__Задания__
a) Воспроизведите дословно часть отрывка, начиная со слов «Итак, мы выпускники-специалисты, получив» и заканчивая словами «и какая-то косынка.».
b) Выпишите все строки записей, в которых есть слово «background». Регистр букв учитывается.

Найти тему
Семейная летопись

«Летопись» - это вчерашний день моей жизни, в ней «никто не забыт и ничто не забыто!» , ЧАСТЬ 13

Моя трудовая жизнь в условиях войны.

Итак, мы выпускники-специалисты, получив дипломы и назначения, остались выброшенными «плыви пой челн по воле волн, куда забросит тебя судьба». Мы целыми гурьбами рыскали по городу в поисках работы.

Со мною искала работы и выпускница геогрфака Люба Кобылинская. Однажды при сдаче экзамена профессор спросил: «Как ваша фамилия?» и услышав ответ, сказал: «Девушка, смените Вашу фамилию, некрасивая она». Люба была из города Городец (Горьковская область). Мать у нее была алкоголичкой, сестра сидела в тюрьме – у Любы не было отчего дома. Из общежития всех выпускников выселили и ей некуда было идти. Я об этом рассказала маме, она сказала: «Пусть приходит к нам». Люба стала новым членом нашей семьи. В ее маленьком чемоданчике были туфли. Черное бархатное платье, нижняя рубашка, рейтузы и какая-то косынка.

В ноябре месяце 1945 года, мне, Любе и Тоне Гутовской удалось устроиться на эвакуированный завод из Ленинграда. Это был военный артиллерийский завод №144 им.Калинина, его цеха были на заводе «Искож», а также в районе меховых фабрик. Нас с Тоней взяли на завод «Искож» (за СК-4), а Любу в цех, расположенный на меховой фабрике. Взяли нас браковщицами в военную приемку от штаба ГАУКА (главное артиллерийское управление Красной Армии). Любе пришлось работать в барачном помещении, почти под открытым небом. Она «браковала» какие-то громоздкие установки, приходила домой озябшая и голодная, где ее встречала моя ласковая, приветлива мама: «Любушка, иди поешь». Спала Люба за печкой на «кровати из досок» – нары (не иначе), она согревалась и засыпала. Так продолжалось больше года. Потом ей удалось уволиться и она утроилась в управление железных дорог, ее направили в Алатырь в депо – лаборанткой – определяла жесткость воды для паровых котлов. Была зима 1942 года, я провожала ее на поезд. Спустя минут десять, после того как она зашла в вагон, выходит Люба и с площадки, заплаканная, кричит, что у нее украли чемодан. Как это случилось я не знаю, так как поезд отошел. При ней не было ничего (несчастье никогда не приходит одно, оно как по цепной реакции влечет за собой другие!).

Когда я была в командировке в Алатырь как инспектор производственного обучения на вагоноремонтном заводе, там была школа ФЗО и я зашла к Любе. Она жила в деревянном домике, занимала комнату до шести метров, где стояла казенная железная кровать, маленький столик, а на нем чайник и кружка (как одиночная тюремная камера). Мы обнялись и расплакались. Больше я ее не видела.

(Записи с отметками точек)
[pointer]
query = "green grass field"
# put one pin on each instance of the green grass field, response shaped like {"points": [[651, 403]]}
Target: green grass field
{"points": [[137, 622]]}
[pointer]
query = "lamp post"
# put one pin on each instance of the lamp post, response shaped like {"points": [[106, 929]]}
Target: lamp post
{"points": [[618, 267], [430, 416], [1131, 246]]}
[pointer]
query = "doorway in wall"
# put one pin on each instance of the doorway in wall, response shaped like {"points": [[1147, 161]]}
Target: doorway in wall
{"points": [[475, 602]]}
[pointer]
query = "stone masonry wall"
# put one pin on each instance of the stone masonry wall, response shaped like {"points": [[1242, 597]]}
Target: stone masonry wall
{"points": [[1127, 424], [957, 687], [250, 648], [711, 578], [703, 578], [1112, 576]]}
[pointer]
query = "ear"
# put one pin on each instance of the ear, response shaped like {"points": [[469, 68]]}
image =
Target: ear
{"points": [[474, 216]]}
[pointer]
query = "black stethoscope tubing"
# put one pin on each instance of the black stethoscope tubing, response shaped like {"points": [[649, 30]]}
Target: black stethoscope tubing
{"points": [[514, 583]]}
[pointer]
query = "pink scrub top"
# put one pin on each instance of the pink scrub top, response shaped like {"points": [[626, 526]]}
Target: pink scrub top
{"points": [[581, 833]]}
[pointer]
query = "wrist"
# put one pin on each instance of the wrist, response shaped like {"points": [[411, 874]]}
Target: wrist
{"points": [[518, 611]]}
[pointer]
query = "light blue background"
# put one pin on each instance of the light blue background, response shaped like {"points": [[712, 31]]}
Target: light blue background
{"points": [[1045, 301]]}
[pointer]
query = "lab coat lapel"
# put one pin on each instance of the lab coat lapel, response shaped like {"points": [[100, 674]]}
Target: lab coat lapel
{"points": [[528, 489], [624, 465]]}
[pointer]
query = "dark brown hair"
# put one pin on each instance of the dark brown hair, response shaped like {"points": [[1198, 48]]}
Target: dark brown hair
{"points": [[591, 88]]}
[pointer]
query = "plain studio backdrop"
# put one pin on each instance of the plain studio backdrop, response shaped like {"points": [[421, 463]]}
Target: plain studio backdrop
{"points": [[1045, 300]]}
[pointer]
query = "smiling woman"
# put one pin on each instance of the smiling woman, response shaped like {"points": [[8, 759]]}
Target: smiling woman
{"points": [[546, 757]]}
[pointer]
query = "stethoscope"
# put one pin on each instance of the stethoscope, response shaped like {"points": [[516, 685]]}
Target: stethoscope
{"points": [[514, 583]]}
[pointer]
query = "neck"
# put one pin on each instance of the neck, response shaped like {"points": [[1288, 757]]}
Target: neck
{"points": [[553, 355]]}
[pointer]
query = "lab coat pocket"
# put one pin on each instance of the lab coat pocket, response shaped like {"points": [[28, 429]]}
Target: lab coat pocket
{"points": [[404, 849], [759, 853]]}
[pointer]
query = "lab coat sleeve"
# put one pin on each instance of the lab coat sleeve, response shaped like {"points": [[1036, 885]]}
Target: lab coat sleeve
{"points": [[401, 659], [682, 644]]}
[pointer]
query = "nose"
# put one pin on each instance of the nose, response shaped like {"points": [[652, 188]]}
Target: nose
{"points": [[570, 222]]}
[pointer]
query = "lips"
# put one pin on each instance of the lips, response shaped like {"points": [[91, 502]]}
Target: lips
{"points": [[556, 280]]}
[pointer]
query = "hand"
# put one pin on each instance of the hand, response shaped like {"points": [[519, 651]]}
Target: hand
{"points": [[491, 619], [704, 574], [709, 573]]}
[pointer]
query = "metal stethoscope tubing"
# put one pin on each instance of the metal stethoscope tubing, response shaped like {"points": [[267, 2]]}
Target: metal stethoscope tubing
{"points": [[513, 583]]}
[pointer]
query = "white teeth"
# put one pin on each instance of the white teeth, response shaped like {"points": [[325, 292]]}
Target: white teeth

__Результаты__
a)
Итак, мы выпускники-специалисты, получив дипломы и назначения, остались выброшенными «плыви пой челн по воле волн, куда забросит тебя судьба». Мы целыми гурьбами рыскали по городу в поисках работы.

Со мною искала работы и выпускница геогрфака Люба Кобылинская. Однажды при сдаче экзамена профессор спросил: «Как ваша фамилия?» и услышав ответ, сказал: «Девушка, смените Вашу фамилию, некрасивая она». Люба была из города Городец (Горьковская область). Мать у нее была алкоголичкой, сестра сидела в тюрьме – у Любы не было отчего дома. Из общежития всех выпускников выселили и ей некуда было идти. Я об этом рассказала маме, она сказала: «Пусть приходит к нам». Люба стала новым членом нашей семьи. В ее маленьком чемоданчике были туфли. Черное бархатное платье, нижняя рубашка, рейтузы и какая-то косынка.

b)
query = "light blue background"
# put one pin on each instance of the light blue background, response shaped like {"points": [[712, 31]]}
Target: light blue background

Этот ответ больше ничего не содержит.